What the task requires:
Scale the listing below, covering everything from the line containing "the pink background" down to its last line. Copy every line, requests included, but multiply each x and y coordinate in the answers by 1.25 and round to whole numbers, with halves rounding up.
▬▬▬
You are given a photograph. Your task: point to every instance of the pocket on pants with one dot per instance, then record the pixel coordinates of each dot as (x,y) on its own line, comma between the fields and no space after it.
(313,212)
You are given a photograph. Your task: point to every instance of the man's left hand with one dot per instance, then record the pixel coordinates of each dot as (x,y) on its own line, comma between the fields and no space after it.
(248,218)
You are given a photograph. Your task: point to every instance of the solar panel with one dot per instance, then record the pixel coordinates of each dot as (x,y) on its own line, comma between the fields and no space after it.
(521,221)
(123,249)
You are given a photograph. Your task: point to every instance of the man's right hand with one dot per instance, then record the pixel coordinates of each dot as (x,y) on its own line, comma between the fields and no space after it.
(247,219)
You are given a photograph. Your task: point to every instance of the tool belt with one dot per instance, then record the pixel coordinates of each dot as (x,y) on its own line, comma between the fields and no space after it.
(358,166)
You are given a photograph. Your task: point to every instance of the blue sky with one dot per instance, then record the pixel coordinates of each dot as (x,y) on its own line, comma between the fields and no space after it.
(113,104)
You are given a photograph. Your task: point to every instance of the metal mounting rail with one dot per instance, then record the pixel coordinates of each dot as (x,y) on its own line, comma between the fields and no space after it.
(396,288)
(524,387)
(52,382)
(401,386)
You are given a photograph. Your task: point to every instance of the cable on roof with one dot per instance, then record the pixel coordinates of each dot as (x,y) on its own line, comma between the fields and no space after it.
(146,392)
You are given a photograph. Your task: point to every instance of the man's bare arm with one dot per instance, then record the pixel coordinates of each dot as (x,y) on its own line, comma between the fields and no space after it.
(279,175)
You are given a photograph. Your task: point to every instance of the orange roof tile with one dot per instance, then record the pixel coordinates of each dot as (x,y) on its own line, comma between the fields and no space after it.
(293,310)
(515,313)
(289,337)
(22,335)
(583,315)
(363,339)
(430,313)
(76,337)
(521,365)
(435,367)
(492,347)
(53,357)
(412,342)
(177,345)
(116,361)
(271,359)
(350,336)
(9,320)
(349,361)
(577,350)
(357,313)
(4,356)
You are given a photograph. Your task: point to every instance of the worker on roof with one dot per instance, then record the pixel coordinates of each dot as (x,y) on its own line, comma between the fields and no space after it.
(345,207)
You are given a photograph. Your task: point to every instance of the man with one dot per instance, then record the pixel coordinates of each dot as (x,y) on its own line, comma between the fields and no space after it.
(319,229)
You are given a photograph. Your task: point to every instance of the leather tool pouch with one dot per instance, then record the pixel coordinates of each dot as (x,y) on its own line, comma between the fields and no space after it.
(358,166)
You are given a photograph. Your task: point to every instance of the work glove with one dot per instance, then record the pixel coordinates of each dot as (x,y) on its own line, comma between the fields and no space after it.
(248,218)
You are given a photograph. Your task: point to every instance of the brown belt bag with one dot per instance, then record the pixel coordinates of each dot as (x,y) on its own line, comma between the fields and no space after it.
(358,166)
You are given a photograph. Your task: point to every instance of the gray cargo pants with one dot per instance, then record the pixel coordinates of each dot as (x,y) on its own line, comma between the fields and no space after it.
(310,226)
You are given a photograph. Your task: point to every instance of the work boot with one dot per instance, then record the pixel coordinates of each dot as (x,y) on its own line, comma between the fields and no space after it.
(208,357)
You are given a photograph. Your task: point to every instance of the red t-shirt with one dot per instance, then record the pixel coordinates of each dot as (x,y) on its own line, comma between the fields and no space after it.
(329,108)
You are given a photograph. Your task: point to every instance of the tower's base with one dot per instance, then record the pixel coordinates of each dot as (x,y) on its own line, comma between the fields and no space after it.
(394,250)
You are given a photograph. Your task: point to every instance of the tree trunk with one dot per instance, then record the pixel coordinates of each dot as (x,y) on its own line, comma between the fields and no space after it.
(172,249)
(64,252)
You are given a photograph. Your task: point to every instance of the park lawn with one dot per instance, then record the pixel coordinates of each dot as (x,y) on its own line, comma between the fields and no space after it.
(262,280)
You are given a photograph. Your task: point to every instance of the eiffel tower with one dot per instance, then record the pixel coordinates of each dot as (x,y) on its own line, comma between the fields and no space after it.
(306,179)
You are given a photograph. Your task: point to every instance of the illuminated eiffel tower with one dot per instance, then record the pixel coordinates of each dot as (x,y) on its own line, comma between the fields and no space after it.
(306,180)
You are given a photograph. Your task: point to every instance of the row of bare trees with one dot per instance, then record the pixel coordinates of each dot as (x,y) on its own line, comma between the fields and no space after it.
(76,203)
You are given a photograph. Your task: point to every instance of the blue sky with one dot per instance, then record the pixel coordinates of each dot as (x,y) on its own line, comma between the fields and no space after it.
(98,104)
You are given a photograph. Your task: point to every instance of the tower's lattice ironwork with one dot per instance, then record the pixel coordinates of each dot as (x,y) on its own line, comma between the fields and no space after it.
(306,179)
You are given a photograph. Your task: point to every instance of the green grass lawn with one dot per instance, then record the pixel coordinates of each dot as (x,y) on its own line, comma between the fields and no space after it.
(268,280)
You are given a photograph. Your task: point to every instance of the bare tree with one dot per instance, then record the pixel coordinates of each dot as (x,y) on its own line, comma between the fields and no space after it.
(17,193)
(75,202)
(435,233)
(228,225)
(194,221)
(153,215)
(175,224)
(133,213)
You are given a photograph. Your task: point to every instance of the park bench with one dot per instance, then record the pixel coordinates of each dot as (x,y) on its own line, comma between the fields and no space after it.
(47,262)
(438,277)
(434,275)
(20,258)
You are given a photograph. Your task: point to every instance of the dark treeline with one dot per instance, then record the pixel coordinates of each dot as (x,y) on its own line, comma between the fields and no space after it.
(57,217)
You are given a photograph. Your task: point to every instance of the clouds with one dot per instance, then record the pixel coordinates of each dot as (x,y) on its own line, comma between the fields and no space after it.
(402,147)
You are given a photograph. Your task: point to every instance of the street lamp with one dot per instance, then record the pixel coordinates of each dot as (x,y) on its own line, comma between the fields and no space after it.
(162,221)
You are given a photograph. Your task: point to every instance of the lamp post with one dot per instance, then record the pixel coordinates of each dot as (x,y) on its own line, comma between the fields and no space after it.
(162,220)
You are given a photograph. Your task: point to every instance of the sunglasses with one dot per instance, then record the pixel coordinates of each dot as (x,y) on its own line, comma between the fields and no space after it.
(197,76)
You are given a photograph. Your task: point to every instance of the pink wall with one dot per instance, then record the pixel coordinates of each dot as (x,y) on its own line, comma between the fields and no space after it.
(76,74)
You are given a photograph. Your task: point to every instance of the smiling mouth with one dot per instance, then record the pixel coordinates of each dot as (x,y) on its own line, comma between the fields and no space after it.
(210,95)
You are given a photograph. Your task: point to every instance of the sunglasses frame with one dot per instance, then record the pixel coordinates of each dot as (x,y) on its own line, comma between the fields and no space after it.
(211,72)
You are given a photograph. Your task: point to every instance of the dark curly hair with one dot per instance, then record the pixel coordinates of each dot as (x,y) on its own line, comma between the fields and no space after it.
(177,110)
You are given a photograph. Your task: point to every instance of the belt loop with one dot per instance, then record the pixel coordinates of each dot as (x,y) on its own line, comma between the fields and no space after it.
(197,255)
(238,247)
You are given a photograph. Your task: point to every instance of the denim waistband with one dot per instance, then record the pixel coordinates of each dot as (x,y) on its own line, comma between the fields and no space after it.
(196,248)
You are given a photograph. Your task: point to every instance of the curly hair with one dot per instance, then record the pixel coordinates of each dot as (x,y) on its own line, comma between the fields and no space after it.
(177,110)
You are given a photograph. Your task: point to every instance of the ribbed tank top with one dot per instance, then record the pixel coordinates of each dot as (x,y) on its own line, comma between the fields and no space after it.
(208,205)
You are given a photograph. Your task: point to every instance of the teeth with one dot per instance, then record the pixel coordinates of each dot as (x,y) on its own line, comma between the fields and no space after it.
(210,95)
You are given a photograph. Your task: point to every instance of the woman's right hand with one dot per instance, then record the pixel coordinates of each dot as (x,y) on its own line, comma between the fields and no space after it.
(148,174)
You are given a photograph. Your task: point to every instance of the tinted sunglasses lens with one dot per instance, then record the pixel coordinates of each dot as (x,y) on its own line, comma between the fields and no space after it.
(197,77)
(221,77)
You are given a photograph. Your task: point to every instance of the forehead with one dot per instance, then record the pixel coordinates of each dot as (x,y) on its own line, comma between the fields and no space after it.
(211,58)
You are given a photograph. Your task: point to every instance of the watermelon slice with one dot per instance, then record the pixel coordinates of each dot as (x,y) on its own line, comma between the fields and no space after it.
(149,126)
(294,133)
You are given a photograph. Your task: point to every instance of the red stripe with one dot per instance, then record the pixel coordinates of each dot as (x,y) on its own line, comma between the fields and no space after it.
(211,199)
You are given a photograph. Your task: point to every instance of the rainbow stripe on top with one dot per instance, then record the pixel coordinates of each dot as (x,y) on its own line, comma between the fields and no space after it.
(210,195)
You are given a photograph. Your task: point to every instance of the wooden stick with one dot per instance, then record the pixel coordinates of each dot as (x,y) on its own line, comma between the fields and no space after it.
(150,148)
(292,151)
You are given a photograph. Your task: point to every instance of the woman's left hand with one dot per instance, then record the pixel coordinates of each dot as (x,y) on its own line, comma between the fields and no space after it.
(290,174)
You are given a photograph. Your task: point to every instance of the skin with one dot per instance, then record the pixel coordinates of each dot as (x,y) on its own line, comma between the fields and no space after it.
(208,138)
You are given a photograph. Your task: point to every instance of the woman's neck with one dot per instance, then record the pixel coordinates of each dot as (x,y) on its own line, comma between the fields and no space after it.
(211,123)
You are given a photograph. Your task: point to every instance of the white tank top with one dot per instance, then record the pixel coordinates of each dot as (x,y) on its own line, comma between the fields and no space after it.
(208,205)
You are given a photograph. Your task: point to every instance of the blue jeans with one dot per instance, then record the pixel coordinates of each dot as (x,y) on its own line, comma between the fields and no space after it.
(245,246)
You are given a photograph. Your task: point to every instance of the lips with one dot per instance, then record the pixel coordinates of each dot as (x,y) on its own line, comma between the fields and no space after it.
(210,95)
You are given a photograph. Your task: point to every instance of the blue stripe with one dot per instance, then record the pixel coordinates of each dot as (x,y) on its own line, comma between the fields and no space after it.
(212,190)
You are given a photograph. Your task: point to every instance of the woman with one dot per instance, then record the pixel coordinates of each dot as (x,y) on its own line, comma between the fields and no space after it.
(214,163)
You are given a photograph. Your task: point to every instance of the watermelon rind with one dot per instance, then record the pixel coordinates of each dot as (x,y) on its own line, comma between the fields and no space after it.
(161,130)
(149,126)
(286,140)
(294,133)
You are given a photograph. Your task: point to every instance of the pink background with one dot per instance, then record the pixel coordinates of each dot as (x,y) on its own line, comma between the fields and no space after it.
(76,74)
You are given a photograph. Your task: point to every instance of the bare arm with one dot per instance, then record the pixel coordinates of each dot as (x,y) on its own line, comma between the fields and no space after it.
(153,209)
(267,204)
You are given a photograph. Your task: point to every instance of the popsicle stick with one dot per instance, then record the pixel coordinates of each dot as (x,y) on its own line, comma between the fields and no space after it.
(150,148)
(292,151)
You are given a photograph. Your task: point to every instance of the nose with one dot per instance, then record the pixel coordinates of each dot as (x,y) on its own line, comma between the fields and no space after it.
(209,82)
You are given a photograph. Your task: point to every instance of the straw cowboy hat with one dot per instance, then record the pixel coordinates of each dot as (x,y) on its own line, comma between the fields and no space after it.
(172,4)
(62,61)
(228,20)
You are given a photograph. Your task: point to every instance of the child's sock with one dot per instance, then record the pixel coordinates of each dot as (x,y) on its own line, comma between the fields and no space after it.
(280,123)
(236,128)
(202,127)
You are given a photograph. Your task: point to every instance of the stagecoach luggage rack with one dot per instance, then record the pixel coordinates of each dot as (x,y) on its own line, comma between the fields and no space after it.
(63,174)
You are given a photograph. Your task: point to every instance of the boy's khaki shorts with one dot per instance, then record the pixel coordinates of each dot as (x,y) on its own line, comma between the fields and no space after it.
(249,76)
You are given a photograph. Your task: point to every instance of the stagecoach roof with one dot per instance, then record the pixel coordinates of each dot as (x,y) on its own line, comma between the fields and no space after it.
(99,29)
▬▬▬
Answer for the task:
You are given a photograph. Your task: point to every instance of the pink background with one dot per instance, then record the pixel coordinates of each dot as (x,y) on its own line, comma between the fields and no space after it.
(95,93)
You are given a photograph. Your task: point to every instance of the bare arm with one dot per instance, then record the pixel coordinates of each dot as (x,y) on its own line, comma between the fields and no space after it.
(191,261)
(334,255)
You are given a photograph. Your task: point to every instance of the popsicle stick with one dot per instance, then record the pixel coordinates of each dot as (x,y) on its own line, comma between the fields and no space after it.
(188,185)
(365,189)
You are given a photograph. Your task: point to every instance of the nose with one dot per instance, then record the pixel coordinates of each dot as (x,y) on its own line, comma between the fields and no space after it.
(261,103)
You are given a photograph. Your task: point to every instance of the straw cowboy hat with one dot per instance, then record the pixel coordinates of each dot as (x,y) on its own line, comma between the fields and no space after it.
(215,5)
(78,76)
(285,25)
You are given a photograph. Your task: point to every instance of the child's sock with one dot per instance, then record the pixel coordinates of each dot as (x,y) on its own line, comma between the fields and no space after it.
(350,154)
(295,160)
(253,159)
You are given a photograph. Your task: point to every instance of the stagecoach luggage rack with one dot per instance, then record the pixel coordinates of each dot as (x,y) on its own line, comma between the fields and no space after it.
(79,218)
You are given a photograph. Your task: point to every instance of the boy's khaki shorts with one dot per instance, then record the pixel coordinates of each dot as (x,y) on its own line, comma between the fields and no space after it.
(311,95)
You are given a photograph. Your task: point to every instance of the stagecoach roof with one dot per instance, then record the pixel coordinates of each dot as (x,y) on its own line, comma between the fields and no space after it.
(124,36)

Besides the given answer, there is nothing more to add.